▶ [Your objective]
Word for word, write out all the entries below, omitting every picture.

▶ [Data supplied]
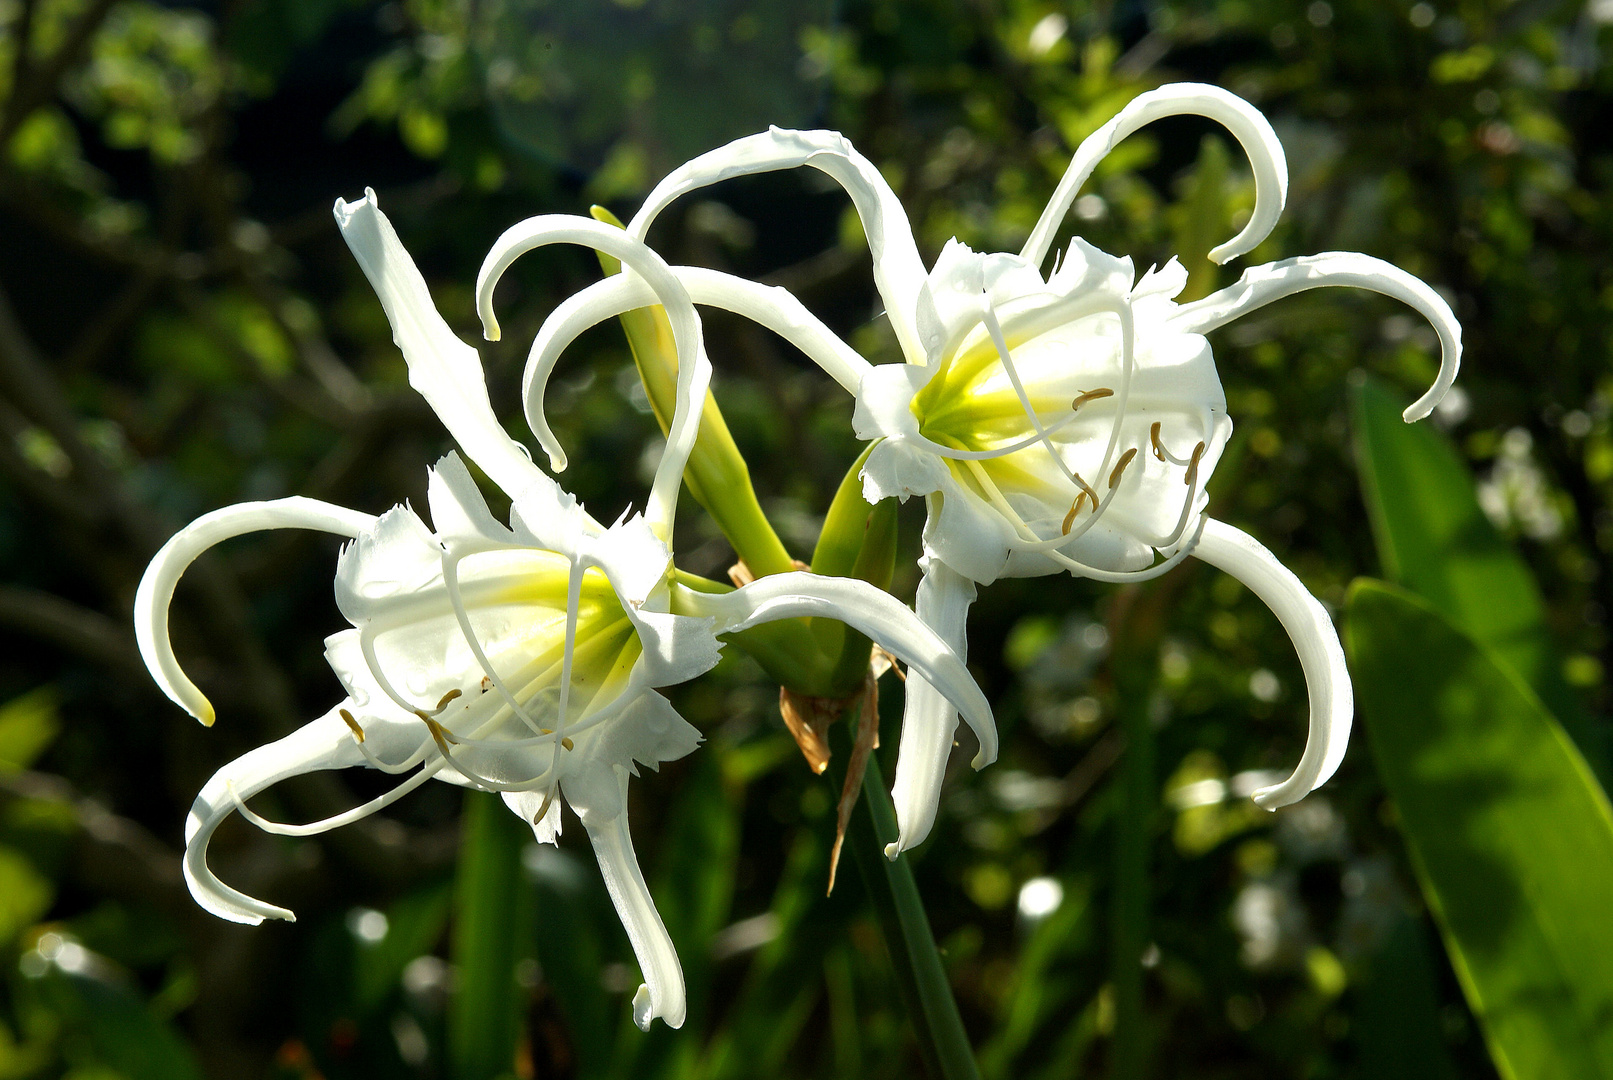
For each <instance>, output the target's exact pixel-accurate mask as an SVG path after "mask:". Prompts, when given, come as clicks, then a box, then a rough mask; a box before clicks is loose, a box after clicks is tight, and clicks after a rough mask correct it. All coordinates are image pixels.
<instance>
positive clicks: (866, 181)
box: [627, 127, 924, 361]
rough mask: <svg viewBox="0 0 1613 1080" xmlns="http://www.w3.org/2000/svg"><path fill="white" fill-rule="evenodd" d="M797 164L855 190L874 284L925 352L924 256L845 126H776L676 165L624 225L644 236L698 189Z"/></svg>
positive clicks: (641, 238) (902, 218) (912, 348)
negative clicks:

▶ [Answer space]
For each <instance>, output the target's exact pixel-accurate mask as an SVG path after "mask:". Prompts, when given, come as clicks, then a box, then a rough mask; a box before clicks is loose, a box after clicks is tight, and clicks after a rough mask correct it. All coordinates are image pixels.
<instance>
positive clicks: (866, 181)
box: [627, 127, 924, 361]
rough mask: <svg viewBox="0 0 1613 1080" xmlns="http://www.w3.org/2000/svg"><path fill="white" fill-rule="evenodd" d="M797 164L855 190L874 284L925 352L924 256L845 126H776L676 165L624 225L644 236L698 189Z"/></svg>
positive clicks: (641, 238) (902, 218) (912, 348)
negative clicks:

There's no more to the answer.